» Exercise details
Will you quote all of the entries, word for word?

» Records to process
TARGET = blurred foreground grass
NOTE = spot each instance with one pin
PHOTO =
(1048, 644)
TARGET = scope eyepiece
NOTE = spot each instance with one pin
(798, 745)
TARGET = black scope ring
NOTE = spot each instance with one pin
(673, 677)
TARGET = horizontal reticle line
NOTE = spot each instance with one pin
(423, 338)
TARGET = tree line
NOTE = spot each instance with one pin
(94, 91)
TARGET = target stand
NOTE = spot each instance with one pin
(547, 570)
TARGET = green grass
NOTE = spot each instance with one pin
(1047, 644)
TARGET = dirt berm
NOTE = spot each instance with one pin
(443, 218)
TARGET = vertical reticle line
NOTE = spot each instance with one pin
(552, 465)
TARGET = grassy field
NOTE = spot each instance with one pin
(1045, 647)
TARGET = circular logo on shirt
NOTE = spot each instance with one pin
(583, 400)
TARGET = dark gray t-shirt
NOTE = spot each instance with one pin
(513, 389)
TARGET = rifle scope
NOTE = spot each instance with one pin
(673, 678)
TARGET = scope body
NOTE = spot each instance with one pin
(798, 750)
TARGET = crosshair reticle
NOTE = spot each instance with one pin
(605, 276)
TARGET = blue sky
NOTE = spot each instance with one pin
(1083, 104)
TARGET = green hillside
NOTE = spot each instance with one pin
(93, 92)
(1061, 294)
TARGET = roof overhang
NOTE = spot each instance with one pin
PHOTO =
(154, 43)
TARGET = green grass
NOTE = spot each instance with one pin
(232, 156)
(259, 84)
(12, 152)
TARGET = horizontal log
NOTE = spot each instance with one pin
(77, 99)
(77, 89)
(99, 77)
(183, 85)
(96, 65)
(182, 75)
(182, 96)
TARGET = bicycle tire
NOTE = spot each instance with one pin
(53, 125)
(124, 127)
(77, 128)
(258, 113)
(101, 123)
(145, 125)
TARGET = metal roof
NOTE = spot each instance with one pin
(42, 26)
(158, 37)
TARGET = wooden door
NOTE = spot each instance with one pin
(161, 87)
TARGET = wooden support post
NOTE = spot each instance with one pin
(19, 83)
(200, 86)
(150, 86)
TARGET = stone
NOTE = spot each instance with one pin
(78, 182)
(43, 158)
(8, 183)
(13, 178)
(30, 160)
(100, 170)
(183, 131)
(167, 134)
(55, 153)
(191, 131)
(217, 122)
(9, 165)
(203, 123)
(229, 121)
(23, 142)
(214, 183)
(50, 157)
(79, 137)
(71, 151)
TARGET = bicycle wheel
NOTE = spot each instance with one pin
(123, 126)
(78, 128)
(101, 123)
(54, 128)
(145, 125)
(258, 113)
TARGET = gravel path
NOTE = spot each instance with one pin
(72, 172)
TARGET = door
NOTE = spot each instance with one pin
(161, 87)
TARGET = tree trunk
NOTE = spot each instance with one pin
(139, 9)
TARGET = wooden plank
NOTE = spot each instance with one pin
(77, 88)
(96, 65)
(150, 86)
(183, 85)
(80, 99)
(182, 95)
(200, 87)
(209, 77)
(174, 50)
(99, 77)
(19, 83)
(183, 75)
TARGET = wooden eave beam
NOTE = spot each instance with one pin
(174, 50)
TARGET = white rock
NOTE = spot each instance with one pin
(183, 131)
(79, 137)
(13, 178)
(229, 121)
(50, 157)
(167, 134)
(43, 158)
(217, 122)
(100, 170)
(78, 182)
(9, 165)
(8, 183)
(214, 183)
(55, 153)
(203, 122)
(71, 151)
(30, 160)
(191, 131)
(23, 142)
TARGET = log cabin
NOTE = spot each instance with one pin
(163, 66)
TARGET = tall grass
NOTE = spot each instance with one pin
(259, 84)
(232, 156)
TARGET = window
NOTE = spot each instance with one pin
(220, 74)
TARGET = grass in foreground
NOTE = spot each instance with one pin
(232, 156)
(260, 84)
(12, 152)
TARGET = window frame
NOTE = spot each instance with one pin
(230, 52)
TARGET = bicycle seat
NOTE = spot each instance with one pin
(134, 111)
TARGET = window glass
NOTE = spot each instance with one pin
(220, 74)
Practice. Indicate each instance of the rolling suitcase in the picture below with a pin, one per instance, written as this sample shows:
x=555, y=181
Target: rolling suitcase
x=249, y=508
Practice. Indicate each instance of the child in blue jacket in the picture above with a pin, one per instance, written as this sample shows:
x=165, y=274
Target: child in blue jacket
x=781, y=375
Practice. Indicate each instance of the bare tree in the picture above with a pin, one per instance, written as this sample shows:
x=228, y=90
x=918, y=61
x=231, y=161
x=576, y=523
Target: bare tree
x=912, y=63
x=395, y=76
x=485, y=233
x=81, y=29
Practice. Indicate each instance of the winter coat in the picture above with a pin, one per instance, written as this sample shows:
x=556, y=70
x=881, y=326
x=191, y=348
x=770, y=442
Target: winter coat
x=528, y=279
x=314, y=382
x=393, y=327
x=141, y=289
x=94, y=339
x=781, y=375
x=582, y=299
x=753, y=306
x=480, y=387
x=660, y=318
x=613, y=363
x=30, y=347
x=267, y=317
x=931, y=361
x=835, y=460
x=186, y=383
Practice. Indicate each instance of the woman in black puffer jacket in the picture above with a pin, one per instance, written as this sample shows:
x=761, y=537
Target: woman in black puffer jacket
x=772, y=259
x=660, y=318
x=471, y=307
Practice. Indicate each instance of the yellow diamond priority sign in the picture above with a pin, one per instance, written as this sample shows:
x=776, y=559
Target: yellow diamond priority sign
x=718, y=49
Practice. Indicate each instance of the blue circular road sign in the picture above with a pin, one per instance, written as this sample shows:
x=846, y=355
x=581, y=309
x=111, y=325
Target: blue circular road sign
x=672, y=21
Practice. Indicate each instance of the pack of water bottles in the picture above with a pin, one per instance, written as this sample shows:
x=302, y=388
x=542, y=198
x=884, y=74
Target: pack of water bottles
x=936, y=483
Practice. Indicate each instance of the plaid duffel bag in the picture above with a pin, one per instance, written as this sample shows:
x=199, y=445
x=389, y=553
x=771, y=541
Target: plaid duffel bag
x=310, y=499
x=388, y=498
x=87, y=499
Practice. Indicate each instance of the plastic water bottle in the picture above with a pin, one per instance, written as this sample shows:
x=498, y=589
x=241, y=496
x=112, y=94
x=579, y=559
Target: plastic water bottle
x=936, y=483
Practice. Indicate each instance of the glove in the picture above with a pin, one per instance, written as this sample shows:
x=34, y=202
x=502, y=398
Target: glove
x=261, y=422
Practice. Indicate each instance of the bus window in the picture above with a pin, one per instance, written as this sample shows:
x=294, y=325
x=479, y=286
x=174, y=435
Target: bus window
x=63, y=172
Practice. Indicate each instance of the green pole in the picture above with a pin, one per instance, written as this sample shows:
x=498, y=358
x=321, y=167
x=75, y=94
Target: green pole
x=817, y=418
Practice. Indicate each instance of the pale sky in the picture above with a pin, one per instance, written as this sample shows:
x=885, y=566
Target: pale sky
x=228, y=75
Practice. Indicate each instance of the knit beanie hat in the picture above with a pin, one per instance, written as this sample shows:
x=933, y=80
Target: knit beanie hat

» The answer
TARGET = blurred foreground grass
NOTE = spot each instance with one pin
PHOTO =
(1048, 644)
TARGET = scope eyepiece
NOTE = spot each instance with one pin
(798, 745)
TARGET = black scope ring
NOTE = spot each instance with one pin
(673, 677)
TARGET = horizontal reticle line
NOTE = spot each instance with one pin
(423, 338)
TARGET = tree line
NOTE = spot each instance with one pin
(94, 91)
TARGET = target stand
NOTE = spot each instance with one pin
(547, 570)
TARGET = green grass
NOTE = spot each instance with one pin
(1047, 644)
TARGET = dirt berm
NOTE = spot each instance with one pin
(443, 218)
TARGET = vertical reticle line
NOTE = spot each instance with one pin
(552, 465)
TARGET = grassy field
NOTE = spot each instance with one pin
(1045, 647)
TARGET = circular logo on shirt
NOTE = spot each instance with one pin
(583, 400)
TARGET = dark gray t-shirt
NOTE = spot each instance with one pin
(513, 389)
TARGET = rifle scope
NOTE = spot each instance with one pin
(673, 678)
TARGET = scope body
NOTE = spot each instance with one pin
(798, 750)
TARGET = crosshair reticle
NOTE = spot each instance with one pin
(605, 276)
TARGET = blue sky
NOTE = spot each instance with one pin
(1083, 104)
TARGET = green hillside
NOTE = spot each instance with one pin
(93, 92)
(1061, 294)
TARGET = roof overhang
NOTE = spot each instance with one pin
PHOTO =
(154, 43)
TARGET = green grass
NOTE = spot each instance with one pin
(232, 156)
(259, 84)
(12, 152)
TARGET = horizontal log
NOTE = spot each instance with one pin
(77, 99)
(77, 89)
(99, 77)
(183, 85)
(96, 65)
(182, 75)
(182, 96)
TARGET = bicycle tire
NOTE = spot each instance with one pin
(53, 125)
(124, 127)
(77, 128)
(258, 113)
(101, 123)
(145, 125)
TARGET = metal roof
NOTE = spot each instance with one pin
(42, 26)
(158, 37)
TARGET = wooden door
NOTE = spot each instance with one pin
(161, 87)
TARGET = wooden support post
NOTE = spot each instance with one pin
(19, 83)
(200, 86)
(150, 86)
TARGET = stone
NOTE = spot each instance with one pin
(78, 182)
(43, 158)
(8, 183)
(13, 178)
(30, 160)
(100, 170)
(183, 131)
(167, 134)
(55, 153)
(191, 131)
(217, 122)
(9, 165)
(203, 123)
(229, 121)
(23, 142)
(214, 183)
(50, 157)
(79, 137)
(71, 151)
TARGET = bicycle wheel
NOTE = spot each instance with one pin
(123, 126)
(78, 128)
(101, 123)
(54, 128)
(145, 125)
(258, 113)
TARGET = gravel path
NOTE = spot each instance with one pin
(72, 172)
TARGET = door
NOTE = spot each instance with one pin
(161, 87)
TARGET = tree trunk
NOTE = spot each instance with one pin
(139, 9)
TARGET = wooden plank
NOTE = spot each instance with one pin
(77, 88)
(96, 65)
(150, 86)
(183, 85)
(80, 99)
(182, 95)
(200, 87)
(209, 77)
(174, 50)
(99, 77)
(19, 83)
(183, 75)
TARGET = wooden eave beam
NOTE = spot each instance with one pin
(174, 50)
TARGET = white rock
NOTE = spot each instance with one pin
(183, 131)
(79, 137)
(13, 178)
(229, 121)
(50, 157)
(167, 134)
(43, 158)
(217, 122)
(100, 170)
(78, 182)
(9, 165)
(8, 183)
(214, 183)
(55, 153)
(203, 122)
(71, 151)
(30, 160)
(191, 131)
(23, 142)
TARGET = log cabin
NOTE = spot each instance with one pin
(163, 66)
TARGET = tall grass
NOTE = spot each instance with one pin
(259, 84)
(232, 156)
TARGET = window
NOTE = spot each instance with one pin
(220, 74)
TARGET = grass in foreground
NOTE = spot each instance with one pin
(232, 156)
(260, 84)
(12, 152)
TARGET = window frame
NOTE = spot each instance with one pin
(230, 52)
TARGET = bicycle seat
NOTE = spot each instance with one pin
(134, 111)
TARGET = window glass
NOTE = spot each instance with one pin
(220, 74)
Practice. Indicate each instance of the rolling suitcase in the picture below with a pin, one per instance, written as this sample shows:
x=555, y=181
Target: rolling suitcase
x=249, y=508
Practice. Indicate each instance of the child in blue jacket in the picture above with a pin, one per instance, written as this sample shows:
x=165, y=274
Target: child in blue jacket
x=781, y=375
Practice. Indicate each instance of the bare tree in the picture above with a pin, one per instance, written as this sample shows:
x=228, y=90
x=918, y=61
x=231, y=161
x=576, y=523
Target: bare tree
x=912, y=63
x=395, y=76
x=485, y=233
x=81, y=29
Practice. Indicate each instance of the winter coat in the picture above with a pin, one per instance, written as this sample shows:
x=556, y=70
x=881, y=326
x=191, y=348
x=770, y=442
Target: winter coat
x=528, y=279
x=314, y=382
x=393, y=327
x=141, y=289
x=94, y=339
x=781, y=375
x=582, y=299
x=753, y=306
x=480, y=387
x=660, y=318
x=613, y=363
x=30, y=347
x=267, y=317
x=931, y=361
x=835, y=460
x=186, y=383
Practice. Indicate each instance of the woman in black puffer jacket in the picture above with a pin, one per instance, written as this sample shows:
x=761, y=537
Target: woman in black puffer jacket
x=772, y=259
x=660, y=318
x=471, y=307
Practice. Indicate each instance of the yellow diamond priority sign in the picture above with a pin, one per instance, written as this sample shows:
x=776, y=559
Target: yellow diamond priority sign
x=718, y=49
Practice. Indicate each instance of the blue circular road sign in the picture above with a pin, one per instance, written as this sample shows:
x=846, y=355
x=581, y=309
x=111, y=325
Target: blue circular road sign
x=672, y=21
Practice. Indicate each instance of the pack of water bottles in the picture above with a pin, one per instance, written as this sample shows:
x=302, y=388
x=542, y=198
x=884, y=74
Target: pack of water bottles
x=936, y=483
Practice. Indicate each instance of the plaid duffel bag in the picture above with a pin, one per instance, written as this sample shows:
x=199, y=445
x=389, y=553
x=771, y=541
Target: plaid duffel bag
x=310, y=499
x=388, y=498
x=87, y=499
Practice. Indicate each instance of the plastic water bottle in the picture above with a pin, one per instance, written as this sample shows:
x=498, y=589
x=241, y=496
x=112, y=94
x=579, y=559
Target: plastic water bottle
x=936, y=483
Practice. Indicate each instance of the glove in the picture above with a pin, one per instance, written as this sample shows:
x=34, y=202
x=502, y=398
Target: glove
x=261, y=422
Practice. Indicate each instance of the bus window in the picture above with a pin, one per instance, written as this sample shows:
x=294, y=325
x=479, y=286
x=174, y=435
Target: bus window
x=63, y=172
Practice. Indicate each instance of the green pole in the picture above with a pin, one per instance, written as this sample shows:
x=498, y=358
x=321, y=167
x=75, y=94
Target: green pole
x=817, y=418
Practice. Indicate each instance of the pale sky in the picture above with a pin, one per instance, written as this sample shows:
x=885, y=566
Target: pale sky
x=228, y=75
Practice. Indicate each instance of the knit beanie hat in the picture above with a pin, one per instance, written as this sample shows:
x=933, y=80
Target: knit beanie hat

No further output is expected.